Collection entries

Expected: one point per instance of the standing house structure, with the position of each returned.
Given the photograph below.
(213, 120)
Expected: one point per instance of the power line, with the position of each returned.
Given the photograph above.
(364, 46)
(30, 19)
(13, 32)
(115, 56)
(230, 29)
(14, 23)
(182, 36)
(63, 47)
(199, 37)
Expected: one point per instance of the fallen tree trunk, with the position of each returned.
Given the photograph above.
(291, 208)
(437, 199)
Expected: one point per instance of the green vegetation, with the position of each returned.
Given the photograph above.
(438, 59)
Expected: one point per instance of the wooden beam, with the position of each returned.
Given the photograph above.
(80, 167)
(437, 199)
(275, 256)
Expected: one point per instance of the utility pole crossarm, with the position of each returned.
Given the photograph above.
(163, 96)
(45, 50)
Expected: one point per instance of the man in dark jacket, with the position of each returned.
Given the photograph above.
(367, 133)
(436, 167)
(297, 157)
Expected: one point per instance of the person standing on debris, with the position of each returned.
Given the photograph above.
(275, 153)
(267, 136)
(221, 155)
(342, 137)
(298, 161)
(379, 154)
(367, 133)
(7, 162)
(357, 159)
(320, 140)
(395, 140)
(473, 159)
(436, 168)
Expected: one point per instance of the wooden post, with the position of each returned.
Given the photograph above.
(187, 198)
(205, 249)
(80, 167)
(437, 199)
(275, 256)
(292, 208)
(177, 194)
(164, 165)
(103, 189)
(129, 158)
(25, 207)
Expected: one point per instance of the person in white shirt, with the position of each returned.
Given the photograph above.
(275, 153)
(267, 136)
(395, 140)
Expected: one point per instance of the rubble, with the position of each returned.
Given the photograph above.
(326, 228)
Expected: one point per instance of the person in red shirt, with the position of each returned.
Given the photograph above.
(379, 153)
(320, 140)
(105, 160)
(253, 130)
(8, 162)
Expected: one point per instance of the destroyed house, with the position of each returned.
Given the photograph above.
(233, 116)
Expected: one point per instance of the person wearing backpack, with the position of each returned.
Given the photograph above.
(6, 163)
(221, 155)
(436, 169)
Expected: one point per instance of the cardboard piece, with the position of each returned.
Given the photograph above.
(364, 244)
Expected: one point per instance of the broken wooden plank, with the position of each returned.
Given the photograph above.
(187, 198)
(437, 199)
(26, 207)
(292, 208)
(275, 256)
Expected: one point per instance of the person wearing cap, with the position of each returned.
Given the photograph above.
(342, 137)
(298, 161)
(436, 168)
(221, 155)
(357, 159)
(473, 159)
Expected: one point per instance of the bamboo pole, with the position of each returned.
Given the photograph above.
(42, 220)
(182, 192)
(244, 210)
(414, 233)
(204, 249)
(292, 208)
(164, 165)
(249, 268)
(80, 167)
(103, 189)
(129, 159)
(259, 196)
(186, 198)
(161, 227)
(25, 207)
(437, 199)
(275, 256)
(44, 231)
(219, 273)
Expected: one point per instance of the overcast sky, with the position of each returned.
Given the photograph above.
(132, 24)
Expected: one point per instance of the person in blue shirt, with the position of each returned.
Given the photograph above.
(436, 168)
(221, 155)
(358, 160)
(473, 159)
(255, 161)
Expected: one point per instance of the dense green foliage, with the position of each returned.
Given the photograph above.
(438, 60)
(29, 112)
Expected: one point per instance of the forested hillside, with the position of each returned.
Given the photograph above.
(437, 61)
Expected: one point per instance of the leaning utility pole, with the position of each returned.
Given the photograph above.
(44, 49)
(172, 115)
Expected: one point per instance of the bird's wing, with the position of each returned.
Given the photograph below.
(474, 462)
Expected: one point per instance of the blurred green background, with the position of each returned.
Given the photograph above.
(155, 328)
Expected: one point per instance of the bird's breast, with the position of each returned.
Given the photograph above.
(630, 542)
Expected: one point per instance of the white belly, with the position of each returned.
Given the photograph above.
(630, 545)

DIRECTIVE :: Can you rewrite all the rows above, replacing every "photograph" with "snapshot" and leaving everything else unchanged?

CORRECT RESULT ::
Expected: one point per instance of the standing house structure, with the position of each returned.
Given the snapshot below.
(213, 120)
Expected: one point per instance of the power line, with the position of each returned.
Given the snapshot above.
(364, 46)
(30, 19)
(13, 32)
(115, 56)
(230, 29)
(14, 23)
(182, 36)
(63, 47)
(199, 37)
Expected: one point per instance of the fallen tree trunk, with the position of each returned.
Given the snapshot above.
(291, 208)
(437, 199)
Expected: one point per instance of the green vegetation, with the position of each returned.
Given the snapshot above.
(438, 59)
Expected: one point per instance of the wooden beam, with the position of each returned.
Given the snapshot above.
(80, 167)
(437, 199)
(275, 256)
Expected: one point per instance of the utility pole crossarm, with the position of each returned.
Given the snapshot above.
(163, 96)
(45, 50)
Expected: one point per instance of the man in dark jacket, with the position of each returned.
Given the snapshot above.
(367, 133)
(436, 167)
(297, 157)
Expected: one point per instance of the person standing on debris, with the position of each returned.
Given the snapshot above.
(275, 153)
(267, 136)
(221, 155)
(342, 137)
(298, 161)
(379, 154)
(367, 133)
(7, 162)
(357, 159)
(320, 140)
(395, 140)
(473, 159)
(436, 168)
Expected: one point per instance of the wooden post, with the position of each returned.
Given the snapshot above.
(187, 198)
(205, 249)
(80, 167)
(437, 199)
(275, 256)
(292, 208)
(177, 194)
(164, 165)
(103, 189)
(129, 158)
(25, 207)
Expected: one point per instance of the person in white shirt, with the position of each returned.
Given the snapshot above.
(275, 153)
(267, 136)
(395, 140)
Expected: one point per instance of the rubble, with the position of each returned.
Given the snapshot above.
(326, 228)
Expected: one point per instance of the person in red shirt, with the position of each returned.
Given the snapshot above.
(379, 153)
(320, 140)
(105, 160)
(253, 130)
(8, 162)
Expected: one point per instance of the destroyed house, with the position of each returned.
Given the snapshot above.
(233, 116)
Expected: one point per instance of the person wearing backpack, with the position of each returned.
Given the snapshot above.
(6, 163)
(221, 155)
(436, 169)
Expected: one point per instance of the cardboard piece, with the position of each returned.
Given the snapshot above.
(364, 244)
Expected: one point per instance of the broken wooden plank, with the position of each returned.
Given the snapshot above.
(187, 198)
(437, 199)
(26, 207)
(292, 208)
(275, 256)
Expected: one point per instance of the person wearing cap, with the position of each returned.
Given the snapshot above.
(342, 137)
(298, 161)
(436, 168)
(221, 155)
(357, 159)
(473, 159)
Expected: one point per instance of the bamboo pole, with the position of each returned.
Given the snapshot above.
(42, 220)
(182, 192)
(244, 210)
(414, 233)
(204, 249)
(292, 208)
(164, 165)
(249, 268)
(80, 167)
(103, 189)
(129, 159)
(259, 196)
(186, 198)
(161, 227)
(25, 207)
(437, 199)
(275, 256)
(44, 231)
(219, 273)
Expected: one point per instance of the overcast sky, with the position of each returned.
Given the snapshot above.
(132, 24)
Expected: one point per instance of the person in blue shirt, with the position of each returned.
Given the snapshot above.
(436, 168)
(221, 155)
(358, 160)
(473, 159)
(255, 161)
Expected: one point per instance of the dense green foliage, with the position of each returned.
Given the snapshot above.
(438, 60)
(29, 112)
Expected: one point per instance of the forested hillside, with the position of each returned.
Given the snapshot above.
(437, 61)
Expected: one point per instance of the leaning utility pole, with the position of each returned.
Given the snapshot above.
(44, 49)
(172, 115)
Expected: one point per instance of the bird's wing, with the position of each returned.
Given the snapshot below.
(474, 462)
Expected: one point per instance of the blurred green background, with the position of each returned.
Given the snapshot above.
(155, 328)
Expected: one point per instance of the bird's breast, with the position of each returned.
Given the snapshot above.
(630, 542)
Expected: one point per instance of the white belly, with the position of each returned.
Given the snapshot above.
(630, 545)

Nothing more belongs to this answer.